Do this: State how many lines of the data below contain the string "green", treating uppercase and lowercase as different. Reply with the number alone.
>> start Records supplied
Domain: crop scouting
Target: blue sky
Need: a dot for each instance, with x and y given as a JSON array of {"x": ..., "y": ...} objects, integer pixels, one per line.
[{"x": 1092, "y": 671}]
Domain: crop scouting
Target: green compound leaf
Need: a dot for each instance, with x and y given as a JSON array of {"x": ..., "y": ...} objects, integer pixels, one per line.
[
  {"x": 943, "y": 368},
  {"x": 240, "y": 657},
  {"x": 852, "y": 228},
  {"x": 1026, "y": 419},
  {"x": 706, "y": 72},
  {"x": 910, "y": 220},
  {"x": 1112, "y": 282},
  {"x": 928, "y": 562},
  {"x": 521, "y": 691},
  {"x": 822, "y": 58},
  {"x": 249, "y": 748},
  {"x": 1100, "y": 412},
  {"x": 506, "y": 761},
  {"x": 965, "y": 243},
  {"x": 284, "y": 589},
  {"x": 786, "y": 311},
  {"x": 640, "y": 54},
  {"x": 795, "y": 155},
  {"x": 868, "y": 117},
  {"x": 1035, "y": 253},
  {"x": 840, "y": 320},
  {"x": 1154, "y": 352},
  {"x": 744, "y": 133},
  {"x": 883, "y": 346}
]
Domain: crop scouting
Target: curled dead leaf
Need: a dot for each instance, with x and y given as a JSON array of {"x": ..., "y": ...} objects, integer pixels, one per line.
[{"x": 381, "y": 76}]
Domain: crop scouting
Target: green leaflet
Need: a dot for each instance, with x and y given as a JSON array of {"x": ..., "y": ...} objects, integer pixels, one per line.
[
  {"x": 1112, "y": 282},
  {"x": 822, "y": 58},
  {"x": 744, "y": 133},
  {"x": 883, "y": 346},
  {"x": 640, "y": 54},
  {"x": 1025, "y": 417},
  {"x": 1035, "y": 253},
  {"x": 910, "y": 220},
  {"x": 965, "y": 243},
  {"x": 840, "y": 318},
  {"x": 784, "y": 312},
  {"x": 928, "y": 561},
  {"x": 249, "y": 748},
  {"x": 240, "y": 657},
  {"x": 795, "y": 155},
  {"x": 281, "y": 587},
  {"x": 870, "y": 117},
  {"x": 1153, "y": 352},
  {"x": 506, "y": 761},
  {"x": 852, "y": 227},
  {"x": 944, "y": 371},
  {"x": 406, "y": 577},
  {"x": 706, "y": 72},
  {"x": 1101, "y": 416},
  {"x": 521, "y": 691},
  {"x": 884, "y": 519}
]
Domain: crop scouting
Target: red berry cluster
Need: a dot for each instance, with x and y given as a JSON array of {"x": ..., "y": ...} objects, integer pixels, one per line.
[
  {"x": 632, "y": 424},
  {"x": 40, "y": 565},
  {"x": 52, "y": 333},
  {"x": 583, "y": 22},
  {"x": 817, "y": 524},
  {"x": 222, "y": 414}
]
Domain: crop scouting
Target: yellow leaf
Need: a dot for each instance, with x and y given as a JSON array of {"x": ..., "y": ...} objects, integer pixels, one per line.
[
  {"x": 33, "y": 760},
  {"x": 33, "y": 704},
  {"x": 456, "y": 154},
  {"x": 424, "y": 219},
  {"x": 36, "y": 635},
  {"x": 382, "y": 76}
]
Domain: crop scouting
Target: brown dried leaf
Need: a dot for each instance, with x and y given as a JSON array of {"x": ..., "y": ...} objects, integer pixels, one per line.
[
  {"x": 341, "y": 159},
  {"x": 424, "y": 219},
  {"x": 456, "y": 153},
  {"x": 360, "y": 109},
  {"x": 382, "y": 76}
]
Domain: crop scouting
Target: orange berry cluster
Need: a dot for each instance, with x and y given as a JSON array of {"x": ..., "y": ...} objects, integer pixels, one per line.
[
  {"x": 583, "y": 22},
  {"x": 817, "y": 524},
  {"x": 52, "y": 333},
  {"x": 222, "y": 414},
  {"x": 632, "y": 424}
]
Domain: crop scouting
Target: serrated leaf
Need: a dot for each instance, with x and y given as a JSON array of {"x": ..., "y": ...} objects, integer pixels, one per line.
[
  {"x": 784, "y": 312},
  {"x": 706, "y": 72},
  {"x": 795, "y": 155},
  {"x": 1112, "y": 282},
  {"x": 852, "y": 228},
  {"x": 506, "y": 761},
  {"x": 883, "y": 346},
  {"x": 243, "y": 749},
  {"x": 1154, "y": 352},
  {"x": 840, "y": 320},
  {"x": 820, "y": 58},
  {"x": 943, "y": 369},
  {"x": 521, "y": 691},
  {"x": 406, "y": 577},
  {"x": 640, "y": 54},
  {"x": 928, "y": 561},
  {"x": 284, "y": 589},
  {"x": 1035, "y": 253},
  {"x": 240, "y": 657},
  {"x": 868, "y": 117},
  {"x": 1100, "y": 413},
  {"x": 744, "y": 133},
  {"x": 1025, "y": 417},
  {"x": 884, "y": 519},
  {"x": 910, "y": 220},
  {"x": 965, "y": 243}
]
>> end Records supplied
Task result: 2